• **WHAT YOU ARE ASKED TO DO**
Using the passage about the Archer School below, decide whether each statement agrees with it, answering yes or no and quoting the deciding words: (a) Elizabeth English became Head of School in 2008; (b) Archer received the LA Conservancy Preservation Award for Adaptive Reuse in 2008; (c) Archer's panel at the 2022 Teen Vogue Summit was held in New York.

In 2003, Archer received the LA Conservancy Preservation Award for Adaptive Reuse.

Elizabeth English was named Head of School in 2008.

The Archer School for Girls led a panel at the 2022 Teen Vogue Summit in Los Angeles, featuring Head of School Elizabeth English and the chairman and CEO of Universal Music Publishing Group, Jody Gerson.

==Academics==
In addition to the traditional middle and high school subjects taught, Archer partners with the Online School for Girls to offer additional STEM and language courses to students. In the 2018–2019 year, the school offered 149 courses.

Notable figures who have spoken at Archer include producer and author Oprah Winfrey, actress Kerry Washington, actress and comedian Sarah Silverman, two-time FIFA Women's World Cup champion and two-time Olympic gold medalist Julie Foudy, and journalist Lisa Ling.

• **INFORMATION GIVEN**
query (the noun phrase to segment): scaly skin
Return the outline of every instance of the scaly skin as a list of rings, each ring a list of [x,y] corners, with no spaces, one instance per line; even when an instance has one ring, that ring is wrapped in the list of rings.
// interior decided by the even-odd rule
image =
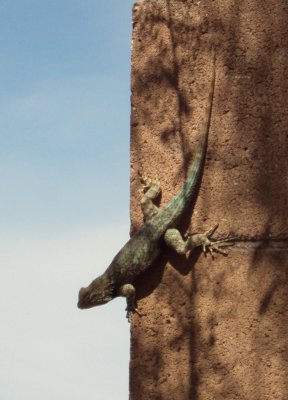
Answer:
[[[164,238],[170,247],[173,247],[180,254],[185,254],[196,246],[202,246],[204,251],[208,249],[210,252],[219,251],[224,253],[216,245],[220,242],[210,241],[215,229],[205,234],[192,235],[186,242],[182,240],[180,233],[176,229],[171,229],[178,225],[185,210],[195,197],[205,160],[214,87],[215,55],[208,106],[204,122],[199,127],[199,144],[182,190],[166,205],[166,207],[158,211],[156,206],[152,204],[152,200],[157,195],[157,182],[150,181],[147,185],[148,189],[154,184],[156,195],[154,193],[150,199],[148,198],[147,200],[147,198],[144,198],[144,200],[147,200],[146,203],[149,203],[150,207],[154,207],[153,213],[149,214],[150,209],[147,210],[145,215],[146,222],[122,247],[106,271],[93,280],[87,288],[80,289],[78,301],[78,307],[80,309],[95,307],[105,304],[117,296],[124,296],[127,298],[126,310],[128,320],[130,321],[131,313],[134,311],[138,312],[135,308],[135,288],[133,282],[135,278],[145,271],[158,257],[162,238]],[[144,182],[147,181],[147,179],[144,179]],[[158,194],[159,192],[160,187]],[[143,207],[143,212],[145,214],[145,207]],[[177,236],[176,239],[175,236]]]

• **TASK ANSWER**
(a) Yes: "Elizabeth English was named Head of School in 2008."
(b) No: "In 2003, Archer received the LA Conservancy Preservation Award for Adaptive Reuse."
(c) No: "at the 2022 Teen Vogue Summit in Los Angeles"